> Document

....................

From the Las Vegas notebook: Art Aragon, the original Golden Boy of Los Angeles in the 1950s, was livid. Donny (Golden Boy) Lalonde was using his moniker in promoting his fight last Monday with Sugar Ray Leonard. Said Aragon: “He’s a fraud! And he besmirches the name, whatever that means.”

Remember the name: Rafael Pineda. He’s a Colombian junior welterweight who raised his record to 19-0 with a second-round technical knockout last week at a Showboat Hotel show. Pineda, promoted by Dan Duva, is the goods. His jab is a thunderclap, and so are his left hooks to the head and body. He’s silky smooth and extremely strong. None of boxing’s three governing bodies have Pineda rated yet, but Duva says he’s ready for big game.

“I’d like to get him Jose Luis Ramirez, if Ramirez wants to fight again,” Duva said. Ramirez lost his World Boxing Council lightweight title when he was badly beaten Oct 29 by Julio Cesar Chavez in Las Vegas. . . . Speaking of Chavez-Ramirez, the laugh of the week goes to the announcement by the WBC that it was studying the stoppage of the bout, after Chavez’s accidental butt cut Ramirez’s forehead. Referee Richard Steele, on the advice of Dr. Flip Homansky, stopped the bout in the 11th round. By that point, Chavez had turned the bout in a near slaughter. Better the WBC should take a close look at the judges, Rudy Jordan and Lou Tabat, each of whom had Chavez winning by only 2 points.

....................

> Provided material
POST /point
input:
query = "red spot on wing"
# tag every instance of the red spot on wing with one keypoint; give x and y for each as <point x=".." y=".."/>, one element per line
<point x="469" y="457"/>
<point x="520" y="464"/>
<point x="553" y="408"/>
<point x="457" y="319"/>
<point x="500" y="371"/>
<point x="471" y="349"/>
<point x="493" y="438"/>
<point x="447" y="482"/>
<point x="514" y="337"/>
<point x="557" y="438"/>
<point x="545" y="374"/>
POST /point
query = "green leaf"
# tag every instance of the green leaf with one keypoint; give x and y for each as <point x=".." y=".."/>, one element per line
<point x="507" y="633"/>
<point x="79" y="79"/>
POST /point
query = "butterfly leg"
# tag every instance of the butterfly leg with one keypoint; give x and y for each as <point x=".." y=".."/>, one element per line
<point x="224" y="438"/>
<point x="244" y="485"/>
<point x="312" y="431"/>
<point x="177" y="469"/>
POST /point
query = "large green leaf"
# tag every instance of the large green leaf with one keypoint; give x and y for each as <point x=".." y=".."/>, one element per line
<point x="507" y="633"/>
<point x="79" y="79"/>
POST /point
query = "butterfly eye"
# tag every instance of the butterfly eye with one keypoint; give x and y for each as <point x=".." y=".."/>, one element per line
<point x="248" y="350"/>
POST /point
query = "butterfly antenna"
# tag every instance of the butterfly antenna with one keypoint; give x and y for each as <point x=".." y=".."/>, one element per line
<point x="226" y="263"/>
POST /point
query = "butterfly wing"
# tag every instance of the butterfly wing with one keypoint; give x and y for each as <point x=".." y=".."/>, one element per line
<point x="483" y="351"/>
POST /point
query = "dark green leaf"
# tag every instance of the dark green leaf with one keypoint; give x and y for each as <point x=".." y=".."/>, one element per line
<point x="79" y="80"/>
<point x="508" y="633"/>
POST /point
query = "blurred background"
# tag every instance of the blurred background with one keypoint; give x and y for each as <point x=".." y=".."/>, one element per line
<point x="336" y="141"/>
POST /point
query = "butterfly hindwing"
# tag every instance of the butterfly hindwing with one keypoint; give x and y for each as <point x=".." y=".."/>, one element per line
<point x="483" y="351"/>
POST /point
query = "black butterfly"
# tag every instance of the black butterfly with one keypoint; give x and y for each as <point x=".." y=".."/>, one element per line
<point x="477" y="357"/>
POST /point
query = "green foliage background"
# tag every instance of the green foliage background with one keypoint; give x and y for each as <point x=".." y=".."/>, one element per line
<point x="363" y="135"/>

....................

> Tasks to perform
1. According to the boxing notebook, what was Rafael Pineda's record after his second-round technical knockout at the Showboat Hotel show?
2. Repeat everything in the boxing notebook from "Remember the name: Rafael" down to "for big game.".

> Results of the exercise
1. 19-0

2.
Remember the name: Rafael Pineda. He’s a Colombian junior welterweight who raised his record to 19-0 with a second-round technical knockout last week at a Showboat Hotel show. Pineda, promoted by Dan Duva, is the goods. His jab is a thunderclap, and so are his left hooks to the head and body. He’s silky smooth and extremely strong. None of boxing’s three governing bodies have Pineda rated yet, but Duva says he’s ready for big game.